# WHAT TO WORK ON
One range is to be output from the listing below, exactly as written: the line with "Guideline: for each instance of the white chair" to the line with "Guideline: for each instance of the tree, put", both kept.

--- START ---

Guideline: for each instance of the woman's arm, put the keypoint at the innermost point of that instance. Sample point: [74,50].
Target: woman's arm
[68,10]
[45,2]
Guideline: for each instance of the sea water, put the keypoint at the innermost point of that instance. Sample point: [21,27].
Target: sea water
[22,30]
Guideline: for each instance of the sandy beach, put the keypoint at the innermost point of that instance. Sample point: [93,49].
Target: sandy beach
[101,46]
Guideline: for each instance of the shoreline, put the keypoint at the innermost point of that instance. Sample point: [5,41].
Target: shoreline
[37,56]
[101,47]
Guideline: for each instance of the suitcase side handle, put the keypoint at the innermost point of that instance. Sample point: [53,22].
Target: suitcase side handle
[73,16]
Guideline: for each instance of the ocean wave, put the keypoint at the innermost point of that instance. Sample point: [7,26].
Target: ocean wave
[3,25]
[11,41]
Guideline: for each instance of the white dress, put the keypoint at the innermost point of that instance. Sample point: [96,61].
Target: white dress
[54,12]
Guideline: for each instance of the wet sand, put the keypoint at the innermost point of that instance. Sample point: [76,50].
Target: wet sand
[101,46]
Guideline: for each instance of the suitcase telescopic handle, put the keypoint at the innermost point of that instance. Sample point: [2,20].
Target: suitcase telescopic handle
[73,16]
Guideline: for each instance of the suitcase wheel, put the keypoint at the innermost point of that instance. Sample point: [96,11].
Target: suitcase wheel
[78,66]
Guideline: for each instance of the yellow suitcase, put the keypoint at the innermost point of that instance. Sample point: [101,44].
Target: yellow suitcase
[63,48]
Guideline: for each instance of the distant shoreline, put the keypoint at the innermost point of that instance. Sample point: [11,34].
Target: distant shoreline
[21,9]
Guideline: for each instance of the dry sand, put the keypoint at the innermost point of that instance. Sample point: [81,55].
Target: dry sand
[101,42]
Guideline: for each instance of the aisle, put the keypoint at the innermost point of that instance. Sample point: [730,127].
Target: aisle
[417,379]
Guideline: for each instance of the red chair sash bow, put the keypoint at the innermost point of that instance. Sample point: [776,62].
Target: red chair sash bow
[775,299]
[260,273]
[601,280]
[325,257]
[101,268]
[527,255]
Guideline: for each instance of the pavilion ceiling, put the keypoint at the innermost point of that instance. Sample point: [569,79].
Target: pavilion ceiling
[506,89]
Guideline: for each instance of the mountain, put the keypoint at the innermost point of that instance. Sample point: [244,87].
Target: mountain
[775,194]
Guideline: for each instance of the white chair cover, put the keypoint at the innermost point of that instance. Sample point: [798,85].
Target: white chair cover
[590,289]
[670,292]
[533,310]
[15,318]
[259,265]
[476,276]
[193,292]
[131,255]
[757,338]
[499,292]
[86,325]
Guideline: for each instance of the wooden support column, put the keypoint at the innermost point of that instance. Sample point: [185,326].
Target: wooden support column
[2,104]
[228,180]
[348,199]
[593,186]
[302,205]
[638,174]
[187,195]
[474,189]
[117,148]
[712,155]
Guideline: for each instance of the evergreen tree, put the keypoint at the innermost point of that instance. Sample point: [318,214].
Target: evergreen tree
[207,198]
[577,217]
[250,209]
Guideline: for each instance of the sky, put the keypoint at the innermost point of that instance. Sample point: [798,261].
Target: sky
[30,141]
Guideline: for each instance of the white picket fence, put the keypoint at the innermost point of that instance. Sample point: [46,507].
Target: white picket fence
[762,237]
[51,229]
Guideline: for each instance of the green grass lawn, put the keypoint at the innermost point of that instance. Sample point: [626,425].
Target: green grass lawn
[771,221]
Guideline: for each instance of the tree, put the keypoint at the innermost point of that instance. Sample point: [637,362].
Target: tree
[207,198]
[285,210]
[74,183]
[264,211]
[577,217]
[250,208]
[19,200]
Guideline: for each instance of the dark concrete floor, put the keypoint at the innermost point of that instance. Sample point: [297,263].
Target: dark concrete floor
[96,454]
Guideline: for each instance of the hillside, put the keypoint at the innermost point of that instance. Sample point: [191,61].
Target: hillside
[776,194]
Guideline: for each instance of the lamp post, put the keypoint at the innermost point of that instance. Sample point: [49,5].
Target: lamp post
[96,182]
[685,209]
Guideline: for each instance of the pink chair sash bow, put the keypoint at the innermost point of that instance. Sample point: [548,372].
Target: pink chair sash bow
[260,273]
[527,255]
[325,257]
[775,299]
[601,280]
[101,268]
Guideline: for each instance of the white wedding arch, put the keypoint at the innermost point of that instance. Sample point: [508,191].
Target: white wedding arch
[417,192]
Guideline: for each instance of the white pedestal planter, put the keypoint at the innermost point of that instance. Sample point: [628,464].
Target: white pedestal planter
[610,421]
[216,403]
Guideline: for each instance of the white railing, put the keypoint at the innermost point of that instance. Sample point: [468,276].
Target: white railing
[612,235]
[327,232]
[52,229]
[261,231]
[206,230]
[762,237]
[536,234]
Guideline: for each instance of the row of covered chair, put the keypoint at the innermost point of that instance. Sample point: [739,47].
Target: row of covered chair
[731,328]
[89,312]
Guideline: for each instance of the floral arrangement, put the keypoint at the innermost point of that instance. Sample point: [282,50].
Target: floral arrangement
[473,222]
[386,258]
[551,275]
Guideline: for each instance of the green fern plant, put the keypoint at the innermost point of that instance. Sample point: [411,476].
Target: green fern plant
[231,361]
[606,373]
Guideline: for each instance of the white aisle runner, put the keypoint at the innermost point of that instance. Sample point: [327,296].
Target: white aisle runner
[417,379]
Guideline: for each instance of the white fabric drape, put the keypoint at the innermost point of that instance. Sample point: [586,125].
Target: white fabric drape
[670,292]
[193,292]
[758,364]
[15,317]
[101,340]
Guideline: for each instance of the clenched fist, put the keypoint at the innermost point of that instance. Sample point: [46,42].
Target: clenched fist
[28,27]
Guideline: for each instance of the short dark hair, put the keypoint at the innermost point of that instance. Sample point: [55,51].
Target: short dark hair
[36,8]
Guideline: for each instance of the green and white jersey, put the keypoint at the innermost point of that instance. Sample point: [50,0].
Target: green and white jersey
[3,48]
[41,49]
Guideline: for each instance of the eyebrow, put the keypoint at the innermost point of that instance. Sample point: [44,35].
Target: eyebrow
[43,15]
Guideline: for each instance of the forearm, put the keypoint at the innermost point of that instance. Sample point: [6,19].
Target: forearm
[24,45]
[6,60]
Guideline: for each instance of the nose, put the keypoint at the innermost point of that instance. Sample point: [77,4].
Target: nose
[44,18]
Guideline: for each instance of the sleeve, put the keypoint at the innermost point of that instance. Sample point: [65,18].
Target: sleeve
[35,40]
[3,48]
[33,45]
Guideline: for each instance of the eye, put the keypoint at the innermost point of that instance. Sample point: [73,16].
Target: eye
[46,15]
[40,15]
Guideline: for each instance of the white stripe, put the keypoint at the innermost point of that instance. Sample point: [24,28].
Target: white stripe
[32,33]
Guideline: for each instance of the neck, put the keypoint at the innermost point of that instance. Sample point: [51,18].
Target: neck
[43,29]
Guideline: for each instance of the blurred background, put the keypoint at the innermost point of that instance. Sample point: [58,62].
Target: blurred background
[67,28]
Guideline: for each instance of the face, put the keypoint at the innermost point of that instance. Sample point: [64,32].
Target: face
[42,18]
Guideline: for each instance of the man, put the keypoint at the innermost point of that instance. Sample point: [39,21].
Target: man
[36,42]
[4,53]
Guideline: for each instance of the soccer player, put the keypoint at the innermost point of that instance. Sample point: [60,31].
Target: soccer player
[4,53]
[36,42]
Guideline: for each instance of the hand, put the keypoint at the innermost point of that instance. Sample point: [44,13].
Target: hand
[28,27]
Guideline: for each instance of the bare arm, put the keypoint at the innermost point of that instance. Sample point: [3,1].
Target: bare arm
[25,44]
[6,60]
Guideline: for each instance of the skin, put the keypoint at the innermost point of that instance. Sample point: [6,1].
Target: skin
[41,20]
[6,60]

--- END ---

# SOLVED PROBLEM
Guideline: for each instance of the white chair cover, put the keypoint at the innermost point of that instance. Sample point: [798,85].
Target: white chair cover
[590,289]
[670,292]
[533,310]
[15,318]
[259,265]
[476,276]
[193,292]
[131,255]
[757,338]
[499,292]
[86,325]
Guideline: for each instance of the wooden support column, put the keypoint at the innermost point of that instance. Sample point: [185,326].
Target: wooden support column
[2,104]
[228,180]
[348,199]
[593,186]
[302,205]
[638,174]
[187,195]
[474,189]
[117,148]
[712,155]
Guideline: for each instance of the evergreen tree, put the keypoint at the innermost point of that instance. Sample point: [318,214].
Target: evergreen tree
[207,198]
[577,217]
[250,209]
Guideline: for each instance of the sky, put the keypoint at the innermost point of that instance. Sample point: [798,261].
Target: sky
[30,141]
Guideline: for each instance of the white picket fence, put the keypoint at the innermost point of that instance. Sample point: [46,507].
Target: white picket fence
[762,237]
[51,229]
Guideline: for each instance of the green grass lawn, put the keypoint at the innermost point of that instance. Sample point: [626,425].
Target: green grass lawn
[771,221]
Guideline: for each instance of the tree, put the keypoint at the innermost point of that instance. Sample point: [637,362].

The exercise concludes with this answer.